* **REQUIREMENTS**
1. In the isobaric process text, what remains constant throughout an isobaric process?
2. List every answer option offered for the multiple-choice question in the isobaric process text.

* **SELECTION**
———
Question

In an isobaric process, $\Delta Q=\dfrac{K\gamma }{\gamma -1}$ where $\gamma =\dfrac{{{C}_{p}}}{{{C}_{v}}}$. What is K?
$\text{A}\text{. Pressure}$
$\text{B}\text{. Volume}$
$\text{C}\text{. }\Delta U$
$\text{D}\text{. }\Delta W$

Answer 1

Hint: In thermodynamics, isobaric process is a process in which pressure of the system remains constant throughout the process.
First law of thermodynamics will be helpful in solving this problem. According to this law, when heat is added to a system it is only used to change its internal energy and do some work.

Formula used: For an isobaric process, Heat $\Delta Q=n{{C}_{p}}\Delta T$ and work done on the system $\Delta W=nR\Delta T$

Complete step by step answer:
First law of thermodynamics states, “the internal energy of a system has to be equal to the work that is being done on the system, plus or minus the heat that flows in or out of the system respectively and any other work that is done on the system.”
If $\Delta Q$ is the heat added to system, $\Delta U$ be the change in its internal energy and, $\Delta W$ is the work done on the system then according to first law of thermodynamics
$\Delta Q=\Delta U+\Delta W$
This law is based on conservation of energy, for heat being a form of energy can neither be created nor destroyed.
———
* **LISTED RECORDS**

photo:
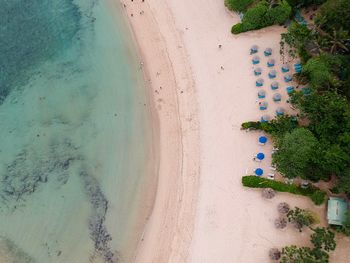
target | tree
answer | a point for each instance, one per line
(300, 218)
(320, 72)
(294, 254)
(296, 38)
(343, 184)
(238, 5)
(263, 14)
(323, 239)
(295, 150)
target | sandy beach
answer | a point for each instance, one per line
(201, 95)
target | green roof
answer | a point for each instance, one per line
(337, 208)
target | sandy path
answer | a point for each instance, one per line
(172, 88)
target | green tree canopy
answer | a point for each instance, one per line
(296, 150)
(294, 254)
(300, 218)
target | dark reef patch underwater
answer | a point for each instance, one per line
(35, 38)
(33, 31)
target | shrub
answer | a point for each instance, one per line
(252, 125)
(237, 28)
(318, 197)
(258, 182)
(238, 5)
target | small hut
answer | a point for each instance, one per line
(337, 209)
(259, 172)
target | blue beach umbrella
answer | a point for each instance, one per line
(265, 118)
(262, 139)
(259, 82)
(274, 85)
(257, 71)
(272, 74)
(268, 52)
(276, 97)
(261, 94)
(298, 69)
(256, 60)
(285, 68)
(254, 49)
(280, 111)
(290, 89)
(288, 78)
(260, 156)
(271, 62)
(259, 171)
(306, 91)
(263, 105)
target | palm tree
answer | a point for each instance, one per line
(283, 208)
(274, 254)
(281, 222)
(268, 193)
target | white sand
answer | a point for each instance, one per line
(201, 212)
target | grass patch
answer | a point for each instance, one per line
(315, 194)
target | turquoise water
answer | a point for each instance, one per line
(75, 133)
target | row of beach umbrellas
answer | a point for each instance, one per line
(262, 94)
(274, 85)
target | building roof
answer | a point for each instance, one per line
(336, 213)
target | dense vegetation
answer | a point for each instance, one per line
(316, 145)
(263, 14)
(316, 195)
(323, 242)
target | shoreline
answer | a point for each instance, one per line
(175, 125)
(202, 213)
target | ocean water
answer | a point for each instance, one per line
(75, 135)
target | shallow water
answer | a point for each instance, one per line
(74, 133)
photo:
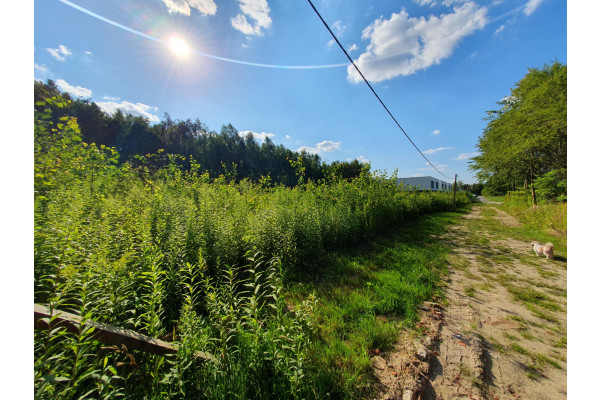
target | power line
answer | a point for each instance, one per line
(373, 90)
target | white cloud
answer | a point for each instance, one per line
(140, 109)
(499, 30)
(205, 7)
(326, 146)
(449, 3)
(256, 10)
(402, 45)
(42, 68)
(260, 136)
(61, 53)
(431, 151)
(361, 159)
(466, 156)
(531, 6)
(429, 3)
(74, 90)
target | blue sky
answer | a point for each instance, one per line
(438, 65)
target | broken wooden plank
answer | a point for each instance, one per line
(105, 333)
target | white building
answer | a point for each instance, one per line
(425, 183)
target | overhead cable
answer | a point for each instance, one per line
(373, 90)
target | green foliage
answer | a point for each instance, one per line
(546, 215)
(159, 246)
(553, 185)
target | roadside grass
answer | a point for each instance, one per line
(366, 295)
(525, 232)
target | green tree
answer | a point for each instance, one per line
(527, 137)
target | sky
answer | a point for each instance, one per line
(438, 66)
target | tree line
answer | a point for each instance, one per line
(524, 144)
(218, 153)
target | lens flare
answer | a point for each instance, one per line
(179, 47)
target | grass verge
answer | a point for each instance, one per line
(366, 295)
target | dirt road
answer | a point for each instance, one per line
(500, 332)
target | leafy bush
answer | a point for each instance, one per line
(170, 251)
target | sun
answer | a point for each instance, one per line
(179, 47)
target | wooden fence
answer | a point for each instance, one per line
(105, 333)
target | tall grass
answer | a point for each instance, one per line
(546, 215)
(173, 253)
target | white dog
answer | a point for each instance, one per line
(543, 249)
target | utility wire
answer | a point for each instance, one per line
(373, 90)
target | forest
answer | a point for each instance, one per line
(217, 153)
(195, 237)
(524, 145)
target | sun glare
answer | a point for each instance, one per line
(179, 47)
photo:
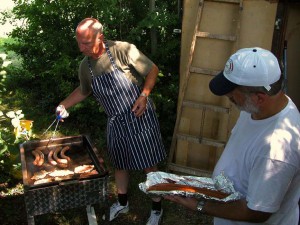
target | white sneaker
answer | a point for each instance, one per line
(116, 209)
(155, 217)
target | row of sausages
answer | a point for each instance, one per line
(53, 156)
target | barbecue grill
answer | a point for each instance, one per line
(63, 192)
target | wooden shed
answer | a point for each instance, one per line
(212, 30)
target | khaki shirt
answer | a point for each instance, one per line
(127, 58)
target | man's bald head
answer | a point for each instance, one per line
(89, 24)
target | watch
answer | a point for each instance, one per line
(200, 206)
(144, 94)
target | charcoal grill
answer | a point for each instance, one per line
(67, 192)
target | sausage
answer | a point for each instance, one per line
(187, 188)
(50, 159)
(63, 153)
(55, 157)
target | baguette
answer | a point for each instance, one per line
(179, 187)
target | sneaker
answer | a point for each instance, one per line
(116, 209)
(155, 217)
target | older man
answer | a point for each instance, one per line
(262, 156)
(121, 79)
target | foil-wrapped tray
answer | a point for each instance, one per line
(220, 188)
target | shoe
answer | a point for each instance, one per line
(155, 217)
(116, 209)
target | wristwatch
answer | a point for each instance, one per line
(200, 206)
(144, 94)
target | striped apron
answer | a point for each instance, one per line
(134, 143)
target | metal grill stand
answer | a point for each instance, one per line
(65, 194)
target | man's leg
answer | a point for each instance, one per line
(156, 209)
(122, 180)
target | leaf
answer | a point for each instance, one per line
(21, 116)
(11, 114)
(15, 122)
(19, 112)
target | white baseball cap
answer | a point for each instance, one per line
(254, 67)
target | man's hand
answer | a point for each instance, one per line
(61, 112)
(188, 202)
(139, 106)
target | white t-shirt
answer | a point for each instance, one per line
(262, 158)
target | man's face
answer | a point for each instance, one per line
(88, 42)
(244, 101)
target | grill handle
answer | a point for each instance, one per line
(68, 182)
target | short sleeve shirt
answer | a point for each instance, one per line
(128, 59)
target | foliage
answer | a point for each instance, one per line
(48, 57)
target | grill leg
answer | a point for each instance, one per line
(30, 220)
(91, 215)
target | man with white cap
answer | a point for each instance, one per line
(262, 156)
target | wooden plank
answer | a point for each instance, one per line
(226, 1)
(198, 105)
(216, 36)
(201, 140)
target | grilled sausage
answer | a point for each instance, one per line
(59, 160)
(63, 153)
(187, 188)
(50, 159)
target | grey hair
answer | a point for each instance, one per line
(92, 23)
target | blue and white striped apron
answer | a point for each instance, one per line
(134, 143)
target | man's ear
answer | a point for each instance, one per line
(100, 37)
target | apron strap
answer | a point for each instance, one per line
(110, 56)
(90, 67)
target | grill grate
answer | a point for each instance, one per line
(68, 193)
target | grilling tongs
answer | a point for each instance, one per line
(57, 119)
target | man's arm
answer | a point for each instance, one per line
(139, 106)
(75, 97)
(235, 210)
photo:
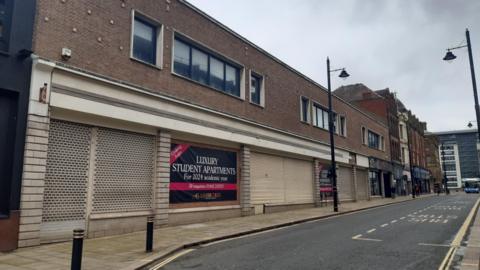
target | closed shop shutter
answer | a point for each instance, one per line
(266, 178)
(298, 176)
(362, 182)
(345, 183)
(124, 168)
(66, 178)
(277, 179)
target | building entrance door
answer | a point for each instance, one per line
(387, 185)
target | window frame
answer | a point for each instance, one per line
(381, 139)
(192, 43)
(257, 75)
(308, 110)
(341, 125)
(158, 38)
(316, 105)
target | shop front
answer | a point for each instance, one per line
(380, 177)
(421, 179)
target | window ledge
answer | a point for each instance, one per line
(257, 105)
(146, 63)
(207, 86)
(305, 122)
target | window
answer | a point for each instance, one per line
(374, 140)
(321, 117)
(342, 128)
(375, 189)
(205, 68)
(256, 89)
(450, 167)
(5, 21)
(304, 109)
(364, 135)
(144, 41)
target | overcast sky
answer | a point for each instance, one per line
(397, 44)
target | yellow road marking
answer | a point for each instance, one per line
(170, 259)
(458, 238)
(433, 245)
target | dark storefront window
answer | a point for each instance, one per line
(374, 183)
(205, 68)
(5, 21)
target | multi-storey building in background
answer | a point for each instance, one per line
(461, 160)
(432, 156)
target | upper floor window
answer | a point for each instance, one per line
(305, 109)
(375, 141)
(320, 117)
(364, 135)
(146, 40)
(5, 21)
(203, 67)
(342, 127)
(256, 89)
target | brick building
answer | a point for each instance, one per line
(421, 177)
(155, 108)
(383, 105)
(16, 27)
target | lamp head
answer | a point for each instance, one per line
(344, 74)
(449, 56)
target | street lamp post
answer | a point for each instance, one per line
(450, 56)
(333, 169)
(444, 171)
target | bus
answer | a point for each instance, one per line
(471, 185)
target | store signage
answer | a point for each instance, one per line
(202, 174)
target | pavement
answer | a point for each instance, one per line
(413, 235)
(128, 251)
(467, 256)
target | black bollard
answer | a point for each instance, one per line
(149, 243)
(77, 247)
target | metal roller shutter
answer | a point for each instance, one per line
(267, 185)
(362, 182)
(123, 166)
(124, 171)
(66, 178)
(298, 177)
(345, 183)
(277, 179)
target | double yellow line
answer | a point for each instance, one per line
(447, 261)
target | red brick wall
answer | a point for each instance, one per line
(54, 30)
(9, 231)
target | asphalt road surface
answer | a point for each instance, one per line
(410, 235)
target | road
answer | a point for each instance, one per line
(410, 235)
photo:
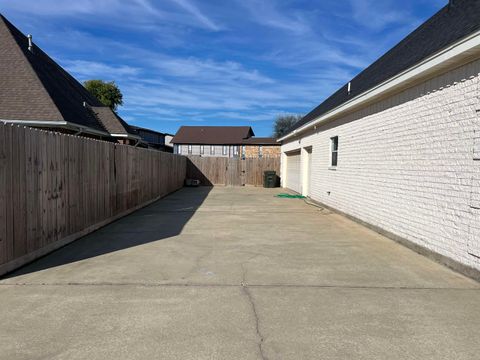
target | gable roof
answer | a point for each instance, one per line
———
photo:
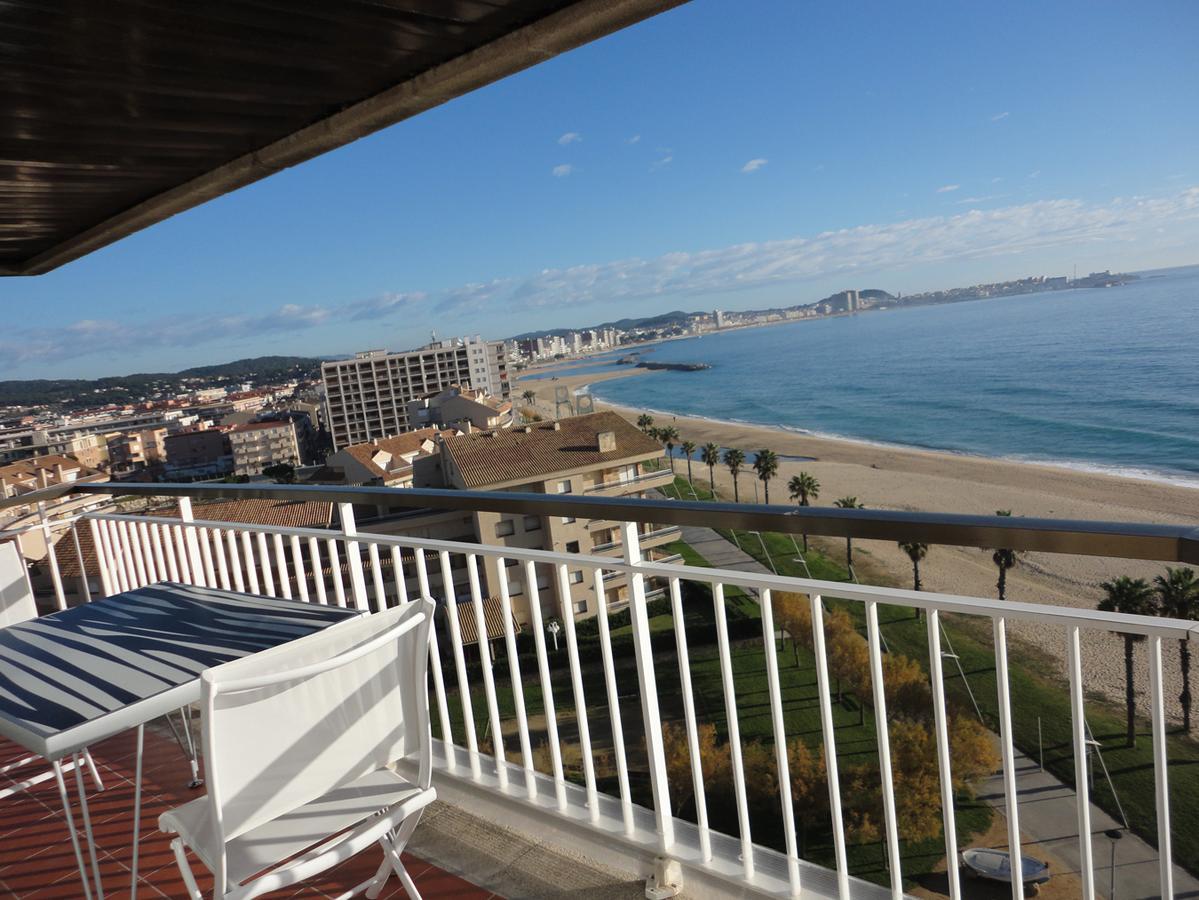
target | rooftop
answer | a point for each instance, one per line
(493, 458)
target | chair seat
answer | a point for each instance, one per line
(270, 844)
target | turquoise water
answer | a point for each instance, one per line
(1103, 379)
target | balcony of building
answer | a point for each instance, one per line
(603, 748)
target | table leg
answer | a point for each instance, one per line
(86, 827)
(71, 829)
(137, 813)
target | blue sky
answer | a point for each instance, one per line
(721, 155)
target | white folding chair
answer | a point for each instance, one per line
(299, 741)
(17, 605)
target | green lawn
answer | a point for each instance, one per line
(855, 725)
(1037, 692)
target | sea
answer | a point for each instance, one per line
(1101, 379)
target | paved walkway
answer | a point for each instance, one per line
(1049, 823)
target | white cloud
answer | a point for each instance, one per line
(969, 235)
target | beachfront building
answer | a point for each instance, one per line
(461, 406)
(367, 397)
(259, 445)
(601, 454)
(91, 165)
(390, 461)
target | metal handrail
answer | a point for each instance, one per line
———
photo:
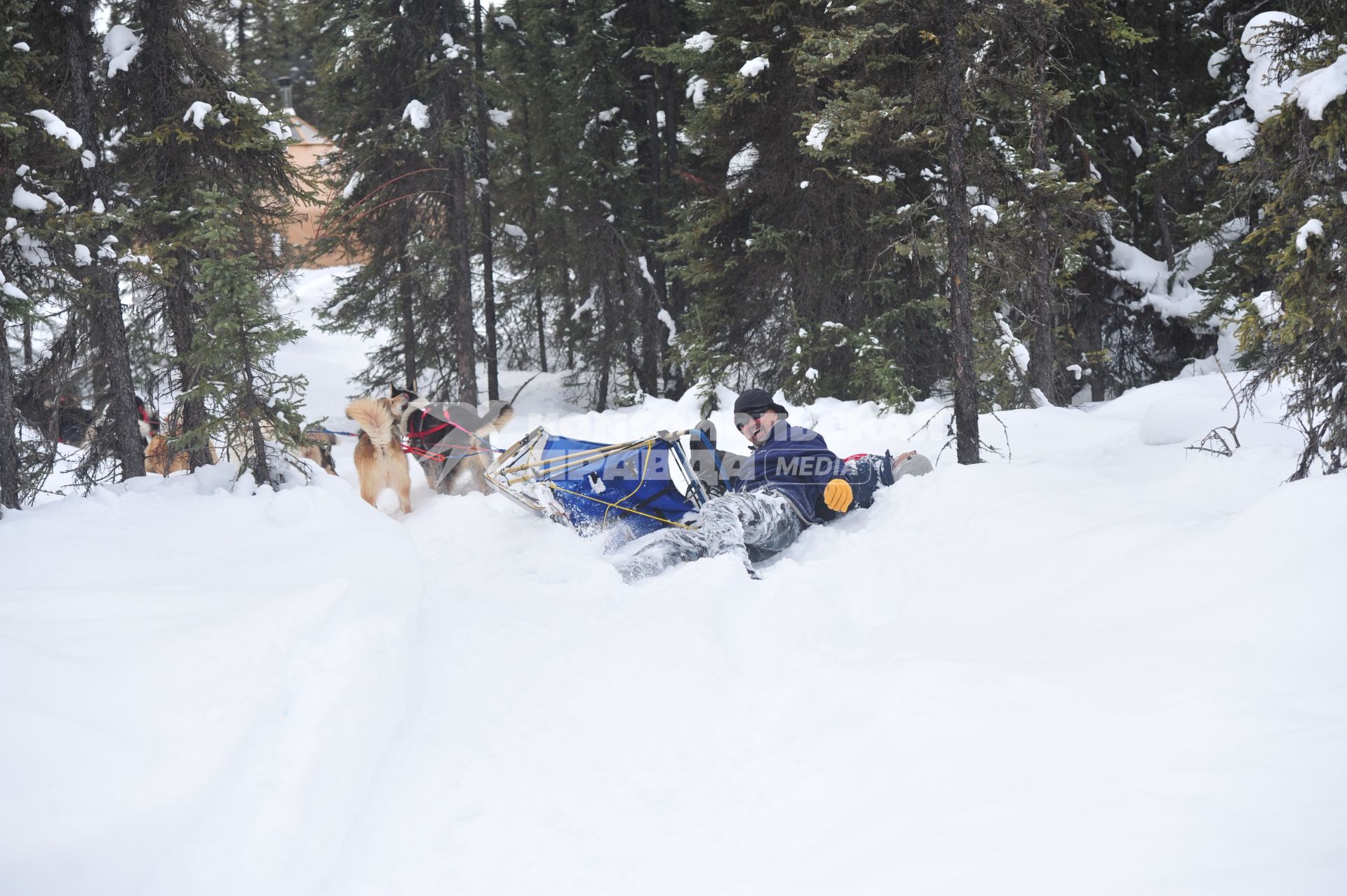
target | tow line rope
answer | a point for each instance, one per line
———
* **TASK-BY-TASK RESULTS**
1. The pressure of the system remains constant throughout the process.

2.
A. Pressure
B. Volume
C. ΔU
D. ΔW